* Provided text
The Last House On The Left


When this film was first released I went to see it with the cinemas, expecting just a typical horror film. The majority of the film lived up to the usual kind of things you would expect from a horror film, exciting chases, a suspicious character, bit of violence here and there. It wasn’t until the very very last scene that everything within the film made sense and that is exactly what sets this film apart from others. Not only is this twist one which makes viewers shocked in a different way to many of the usual ‘its not this person its that person’ it gave them a real sense of a true psychological thriller, which is also based from what I can tell on actual events. 
        The twist is that the male who the main character is warned about, is actually someone who’s parents raised him as his sister when she tragically died, and as a result of this severe psychological trauma he kills his parents and then holds females captive in his basement, drugging them and treating them as if they were her, as the story the people who live around him know is that his sister killed their parents and he was taken away. As the bizarre events of the film come together the audience is left to consider all of the different parts, although some people may not have understood the plot twist as some youtube videos seems to point out, one of which involves some young girls laughing at the scene of the male being called his sisters name by his mother whilst dressed up as her. 
       That reaction video in particular disturbed me, because I know that there is a case of this being genuinely done to a young male, being raised as a female by his parents after advice from a psychologist and it resulting in utter devastation for the family. Obviously this isn’t the young individuals fault but the fault of society for their ignorance to such important cases and stories.

* Given data
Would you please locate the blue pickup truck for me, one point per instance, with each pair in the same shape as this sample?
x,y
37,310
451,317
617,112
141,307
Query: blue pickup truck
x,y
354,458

* Assigned task
Reproduce the entire film review above word for word, with nothing altered or left out.

* Task output
The Last House On The Left


When this film was first released I went to see it with the cinemas, expecting just a typical horror film. The majority of the film lived up to the usual kind of things you would expect from a horror film, exciting chases, a suspicious character, bit of violence here and there. It wasn’t until the very very last scene that everything within the film made sense and that is exactly what sets this film apart from others. Not only is this twist one which makes viewers shocked in a different way to many of the usual ‘its not this person its that person’ it gave them a real sense of a true psychological thriller, which is also based from what I can tell on actual events. 
        The twist is that the male who the main character is warned about, is actually someone who’s parents raised him as his sister when she tragically died, and as a result of this severe psychological trauma he kills his parents and then holds females captive in his basement, drugging them and treating them as if they were her, as the story the people who live around him know is that his sister killed their parents and he was taken away. As the bizarre events of the film come together the audience is left to consider all of the different parts, although some people may not have understood the plot twist as some youtube videos seems to point out, one of which involves some young girls laughing at the scene of the male being called his sisters name by his mother whilst dressed up as her. 
       That reaction video in particular disturbed me, because I know that there is a case of this being genuinely done to a young male, being raised as a female by his parents after advice from a psychologist and it resulting in utter devastation for the family. Obviously this isn’t the young individuals fault but the fault of society for their ignorance to such important cases and stories.